Note to all - The NHS is a health service. Of course it provides successful treatment. No-one is saying it doesn't. Even Hannan doesn't believe that it does some good. But it is the wastefulness and the fact that better systems exists that irritates him so.
I do not think that people are trying to transfer a system from another country, but to merely look at what can be learned and copied. There are two truths with the NHS
1. The care it provides is excellent.
2. The cost is stratospheric.
My question to you is "How would Mike Homfray feel about better care for a lower cost?" I seem to remember seeing a documentary about 3 hospitals in the US where care is provided in a co-operative fashion for the poor at 1/3 rd of the cost of the NHS for the same treatment. If anyone has a link to this I would appreciate it. Imagine the money saved going into building 100,000 low cost houses p/a?
A system doesn't have to be "ideal" to be better than our present system, just better.
Why do you assume that there has to be a wholesale importation of another system? Is the present NHS beyond improvement?

## What to work on
Write the next part of the comment about the NHS's cost and quality of care, starting after its last sentence.

## Dataset content
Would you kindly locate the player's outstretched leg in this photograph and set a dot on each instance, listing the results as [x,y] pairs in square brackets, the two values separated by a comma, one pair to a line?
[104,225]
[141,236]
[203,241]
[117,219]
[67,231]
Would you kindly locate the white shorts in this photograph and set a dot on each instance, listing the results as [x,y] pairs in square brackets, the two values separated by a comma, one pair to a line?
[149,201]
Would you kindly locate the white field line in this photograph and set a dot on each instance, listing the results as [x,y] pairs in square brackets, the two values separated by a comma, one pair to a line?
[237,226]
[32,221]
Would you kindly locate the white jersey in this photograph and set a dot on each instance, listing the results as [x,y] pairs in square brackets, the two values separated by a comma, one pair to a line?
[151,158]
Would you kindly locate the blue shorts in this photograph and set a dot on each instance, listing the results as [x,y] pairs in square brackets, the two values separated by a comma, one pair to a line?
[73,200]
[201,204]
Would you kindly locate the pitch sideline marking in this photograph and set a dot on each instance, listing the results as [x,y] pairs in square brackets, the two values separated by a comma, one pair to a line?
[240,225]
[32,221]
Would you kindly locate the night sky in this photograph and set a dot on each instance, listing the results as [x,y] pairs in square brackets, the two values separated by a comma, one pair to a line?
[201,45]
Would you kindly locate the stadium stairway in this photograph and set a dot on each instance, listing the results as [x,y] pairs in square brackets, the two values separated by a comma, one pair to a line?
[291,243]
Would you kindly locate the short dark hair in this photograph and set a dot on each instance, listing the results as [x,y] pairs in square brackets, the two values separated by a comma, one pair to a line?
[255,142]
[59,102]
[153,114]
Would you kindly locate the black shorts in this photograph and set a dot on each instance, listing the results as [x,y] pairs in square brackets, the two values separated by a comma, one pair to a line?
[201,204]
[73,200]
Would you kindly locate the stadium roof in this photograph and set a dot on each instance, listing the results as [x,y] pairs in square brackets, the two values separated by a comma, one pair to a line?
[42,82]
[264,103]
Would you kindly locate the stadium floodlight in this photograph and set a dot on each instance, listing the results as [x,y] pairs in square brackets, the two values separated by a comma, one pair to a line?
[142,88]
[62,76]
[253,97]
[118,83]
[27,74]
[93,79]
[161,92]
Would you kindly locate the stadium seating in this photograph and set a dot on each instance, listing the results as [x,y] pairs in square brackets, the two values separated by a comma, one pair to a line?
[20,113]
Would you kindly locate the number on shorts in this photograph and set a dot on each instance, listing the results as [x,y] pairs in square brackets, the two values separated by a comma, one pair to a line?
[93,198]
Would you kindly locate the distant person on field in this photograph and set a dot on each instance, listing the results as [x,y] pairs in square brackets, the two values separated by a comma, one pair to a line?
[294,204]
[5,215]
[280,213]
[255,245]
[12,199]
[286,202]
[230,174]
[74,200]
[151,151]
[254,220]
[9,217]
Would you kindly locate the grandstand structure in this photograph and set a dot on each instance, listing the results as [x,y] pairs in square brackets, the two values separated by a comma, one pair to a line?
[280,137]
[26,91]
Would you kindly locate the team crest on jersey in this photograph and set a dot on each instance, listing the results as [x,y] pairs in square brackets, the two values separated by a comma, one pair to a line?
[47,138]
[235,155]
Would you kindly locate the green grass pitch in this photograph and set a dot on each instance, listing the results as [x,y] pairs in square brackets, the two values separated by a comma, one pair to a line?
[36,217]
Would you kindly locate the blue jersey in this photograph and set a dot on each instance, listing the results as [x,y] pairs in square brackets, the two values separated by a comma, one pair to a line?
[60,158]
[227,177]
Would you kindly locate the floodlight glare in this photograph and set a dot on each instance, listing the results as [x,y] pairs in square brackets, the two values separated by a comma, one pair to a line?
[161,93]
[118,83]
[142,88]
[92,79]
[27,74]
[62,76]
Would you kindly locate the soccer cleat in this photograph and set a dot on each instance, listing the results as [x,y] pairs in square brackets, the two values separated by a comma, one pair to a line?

## Output for this task
As for fairness- the US system provides the best care available - for those who can afford it. So for those on the left of centre, yes, fairness will always be part of what we consider to be central to any health care system.
One of my former colleagues Prof Karol Sikora is quoted in today’s Daily Telegraph as saying that, “ NHS queues for scans and other tests “can emulate Heathrow on a bank holiday weekend”.
http://www.telegraph.co.uk/news/worldnews/northamerica/usa/barackobama/6017690/Barack-Obama-healthcare-NHS-patients-missing-out-British-expert-warns.html
He adds that “Inevitably in a tax-based government run health service, the increasing costs will be borne by younger working population”.
I will not be a twitter convert and the #hashtag site’s functionality needs some serious work!
' "One of my former colleagues Prof Karol Sikora is quoted in today’s Daily Telegraph as saying that, “ NHS queues for scans and other tests “can emulate Heathrow on a bank holiday weekend”.'
Well, maybe. The last time that I looked at the figures, NHS scans of all sorts - MRI, CT, ultrasonic, radiographic - have increased from something of the order of 26 million a year in 2000 to 33 or 34 million a year in 2007 ; I cannot direct you to the DoH page that gives up-to-date numbers because the DoH website is a sod to navigate. Sometimes it's easy ; sometimes it ain't. Given the increased prevalence of scans, if it's like Heathrow (bank holiday weekend) nowadays, it must have been like a third world provincial airport ten years ago.
However, two points, if I may : (i) does Prof Karala have a vested interest in the provision of private sector medical care? and (ii) does the Daily Telegraph have a vested interest in knocking a Labour government?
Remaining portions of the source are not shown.